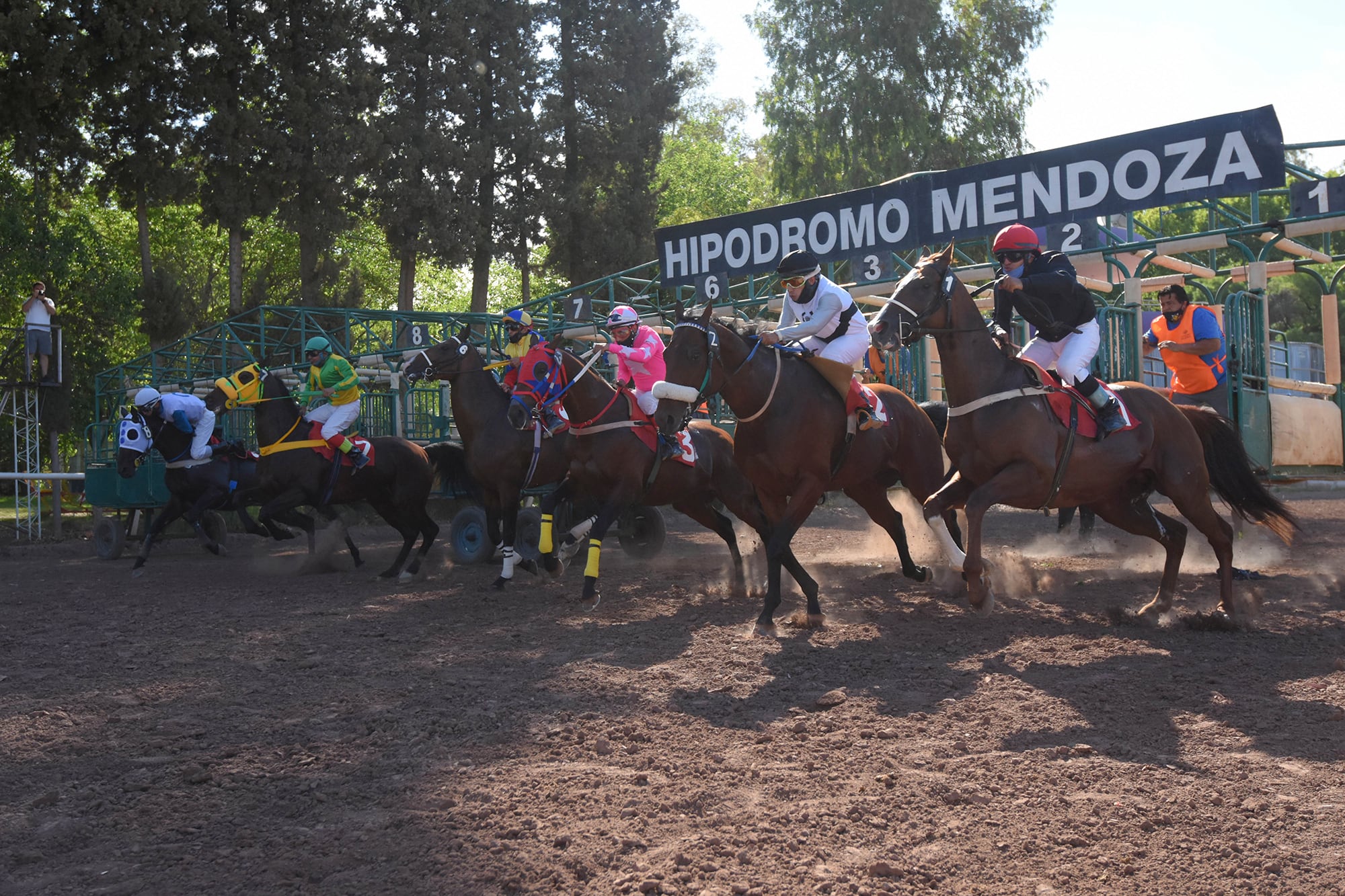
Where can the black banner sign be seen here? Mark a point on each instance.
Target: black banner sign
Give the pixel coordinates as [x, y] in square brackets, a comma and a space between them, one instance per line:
[1226, 155]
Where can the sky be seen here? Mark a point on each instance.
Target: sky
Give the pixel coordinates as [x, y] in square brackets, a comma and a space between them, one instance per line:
[1116, 68]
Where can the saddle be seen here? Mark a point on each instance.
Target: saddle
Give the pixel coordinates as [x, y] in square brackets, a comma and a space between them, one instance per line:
[1065, 400]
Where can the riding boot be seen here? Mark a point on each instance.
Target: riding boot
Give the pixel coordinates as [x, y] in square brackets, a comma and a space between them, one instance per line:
[1109, 413]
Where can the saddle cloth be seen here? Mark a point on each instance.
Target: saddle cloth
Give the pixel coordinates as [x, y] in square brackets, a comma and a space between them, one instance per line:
[1061, 403]
[328, 451]
[649, 435]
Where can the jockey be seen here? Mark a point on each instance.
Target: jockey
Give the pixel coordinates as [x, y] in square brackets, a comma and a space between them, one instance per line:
[640, 360]
[1043, 288]
[523, 338]
[333, 376]
[188, 413]
[824, 318]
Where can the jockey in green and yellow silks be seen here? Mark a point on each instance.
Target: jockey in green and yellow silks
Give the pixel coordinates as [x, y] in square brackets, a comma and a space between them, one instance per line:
[334, 377]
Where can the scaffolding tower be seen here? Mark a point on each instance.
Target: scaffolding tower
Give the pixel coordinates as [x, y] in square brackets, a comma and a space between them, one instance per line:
[21, 403]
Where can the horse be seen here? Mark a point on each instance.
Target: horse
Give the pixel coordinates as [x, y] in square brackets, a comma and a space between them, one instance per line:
[219, 483]
[793, 448]
[611, 463]
[224, 482]
[396, 483]
[1009, 447]
[938, 413]
[501, 458]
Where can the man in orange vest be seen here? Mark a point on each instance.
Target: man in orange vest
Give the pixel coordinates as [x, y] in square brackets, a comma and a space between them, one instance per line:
[1192, 345]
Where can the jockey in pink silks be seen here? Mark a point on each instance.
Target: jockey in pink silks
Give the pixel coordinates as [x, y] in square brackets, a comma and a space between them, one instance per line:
[640, 360]
[640, 354]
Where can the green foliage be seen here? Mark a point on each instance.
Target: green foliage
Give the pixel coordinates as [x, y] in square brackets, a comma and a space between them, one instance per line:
[866, 91]
[711, 169]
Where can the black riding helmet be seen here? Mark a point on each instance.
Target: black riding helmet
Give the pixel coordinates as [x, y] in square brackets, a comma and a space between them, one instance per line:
[801, 263]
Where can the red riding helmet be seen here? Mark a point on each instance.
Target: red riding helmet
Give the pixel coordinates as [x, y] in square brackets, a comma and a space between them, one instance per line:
[1016, 239]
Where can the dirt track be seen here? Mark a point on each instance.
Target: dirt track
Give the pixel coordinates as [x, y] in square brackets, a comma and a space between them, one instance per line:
[227, 725]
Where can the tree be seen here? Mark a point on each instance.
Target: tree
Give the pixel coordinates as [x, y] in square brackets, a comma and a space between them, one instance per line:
[231, 83]
[711, 169]
[318, 140]
[419, 192]
[613, 92]
[867, 91]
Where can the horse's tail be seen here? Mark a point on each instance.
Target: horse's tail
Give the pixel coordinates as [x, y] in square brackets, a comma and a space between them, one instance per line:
[1233, 478]
[938, 415]
[450, 462]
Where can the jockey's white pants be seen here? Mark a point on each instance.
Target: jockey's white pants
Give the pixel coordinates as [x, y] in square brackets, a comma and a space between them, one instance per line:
[1070, 357]
[334, 417]
[204, 431]
[848, 349]
[646, 401]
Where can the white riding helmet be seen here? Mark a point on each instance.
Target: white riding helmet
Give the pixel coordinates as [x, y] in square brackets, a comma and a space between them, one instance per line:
[623, 317]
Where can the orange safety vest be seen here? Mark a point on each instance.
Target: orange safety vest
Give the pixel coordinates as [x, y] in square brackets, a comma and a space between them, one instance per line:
[1191, 373]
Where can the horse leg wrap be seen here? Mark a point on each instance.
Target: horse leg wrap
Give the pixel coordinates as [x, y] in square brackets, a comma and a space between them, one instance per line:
[583, 529]
[595, 551]
[544, 541]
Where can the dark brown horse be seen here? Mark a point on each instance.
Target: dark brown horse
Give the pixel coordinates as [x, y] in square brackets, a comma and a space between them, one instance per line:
[613, 464]
[790, 438]
[396, 485]
[501, 459]
[1009, 447]
[224, 482]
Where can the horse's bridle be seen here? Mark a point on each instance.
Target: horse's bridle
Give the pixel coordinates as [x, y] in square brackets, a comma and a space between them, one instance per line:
[913, 330]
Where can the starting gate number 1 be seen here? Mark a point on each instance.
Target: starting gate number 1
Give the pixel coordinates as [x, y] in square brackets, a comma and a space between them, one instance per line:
[1317, 197]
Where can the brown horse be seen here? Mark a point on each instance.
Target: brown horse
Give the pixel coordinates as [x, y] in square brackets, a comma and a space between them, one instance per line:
[1008, 446]
[500, 458]
[611, 463]
[790, 439]
[396, 485]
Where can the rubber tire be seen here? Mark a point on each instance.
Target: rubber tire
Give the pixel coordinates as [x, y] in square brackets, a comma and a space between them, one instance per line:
[467, 537]
[216, 526]
[528, 532]
[110, 537]
[644, 532]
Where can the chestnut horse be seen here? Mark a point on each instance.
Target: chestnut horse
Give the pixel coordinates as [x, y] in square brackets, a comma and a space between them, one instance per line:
[790, 438]
[1009, 447]
[396, 483]
[611, 463]
[500, 458]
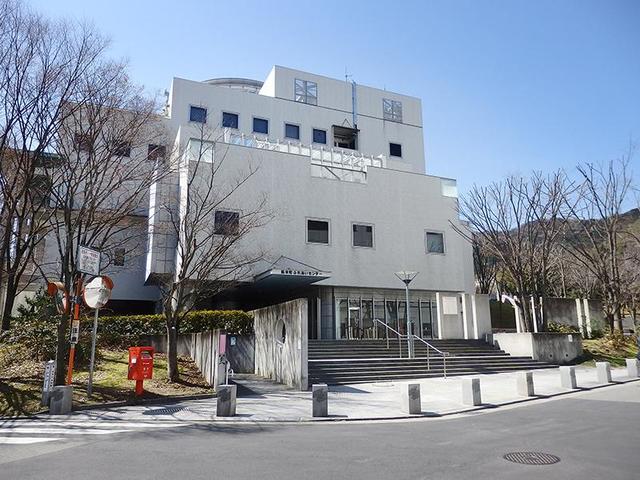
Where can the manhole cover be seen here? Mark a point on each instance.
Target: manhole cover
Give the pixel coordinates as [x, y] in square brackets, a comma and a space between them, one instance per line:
[165, 411]
[532, 458]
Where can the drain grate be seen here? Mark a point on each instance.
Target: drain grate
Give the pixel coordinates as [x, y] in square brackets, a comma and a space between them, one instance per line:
[532, 458]
[166, 411]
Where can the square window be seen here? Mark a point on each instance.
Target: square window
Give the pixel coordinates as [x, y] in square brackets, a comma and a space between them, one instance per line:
[362, 235]
[198, 114]
[229, 120]
[318, 231]
[305, 91]
[260, 125]
[226, 223]
[291, 131]
[156, 152]
[118, 257]
[395, 150]
[435, 242]
[319, 136]
[392, 110]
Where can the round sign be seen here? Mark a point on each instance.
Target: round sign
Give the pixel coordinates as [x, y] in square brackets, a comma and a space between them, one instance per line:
[98, 291]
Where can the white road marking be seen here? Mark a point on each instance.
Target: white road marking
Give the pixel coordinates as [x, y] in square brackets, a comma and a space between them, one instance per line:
[24, 440]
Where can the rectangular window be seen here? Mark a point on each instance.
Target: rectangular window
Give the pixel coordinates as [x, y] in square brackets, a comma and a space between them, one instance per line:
[395, 150]
[318, 231]
[362, 235]
[118, 257]
[291, 131]
[319, 136]
[435, 242]
[229, 120]
[198, 114]
[260, 125]
[392, 110]
[156, 152]
[226, 223]
[306, 91]
[122, 149]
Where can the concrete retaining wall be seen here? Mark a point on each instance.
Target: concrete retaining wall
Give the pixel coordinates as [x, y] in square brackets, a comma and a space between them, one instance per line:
[282, 359]
[548, 347]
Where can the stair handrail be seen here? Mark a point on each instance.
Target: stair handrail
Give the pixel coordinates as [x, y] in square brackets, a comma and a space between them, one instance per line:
[387, 328]
[444, 354]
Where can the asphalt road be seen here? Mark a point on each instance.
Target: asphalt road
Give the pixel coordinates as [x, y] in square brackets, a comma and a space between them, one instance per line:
[595, 434]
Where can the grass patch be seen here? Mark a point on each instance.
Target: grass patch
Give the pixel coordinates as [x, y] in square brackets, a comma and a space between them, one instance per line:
[609, 349]
[21, 381]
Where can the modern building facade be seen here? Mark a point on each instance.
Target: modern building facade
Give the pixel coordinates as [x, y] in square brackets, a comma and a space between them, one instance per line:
[342, 167]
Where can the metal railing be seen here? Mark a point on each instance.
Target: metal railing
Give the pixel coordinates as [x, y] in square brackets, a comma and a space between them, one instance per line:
[400, 336]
..............................
Set exercise
Express the entries as a two-column CSV headed input and output, one row per entry, with its text and its answer each in a single quoted field and line breaks replaced by spaces. Begin at the start of the entries, stop after the line that contains "[1065, 400]", and leave out the pictures.

Response for this exercise
input,output
"Where can the black banner sign be seen here? Mark a point on each instance. Target: black banner sign Give the pixel coordinates as [x, y] in square brackets, a comma and a space between them, one instance per line:","[1226, 155]"
"Where can the sky be seen here? Mark a point on each instance. Target: sky Give the pixel coordinates as [x, y] in square brackets, a comma and a space between them, one instance per line:","[1116, 68]"
"Where can the saddle be seen here? Mark a point on each instance. Target: saddle Give the pixel coordinates as [x, y] in square brackets, a comma and a space between them, one instance per line:","[1065, 400]"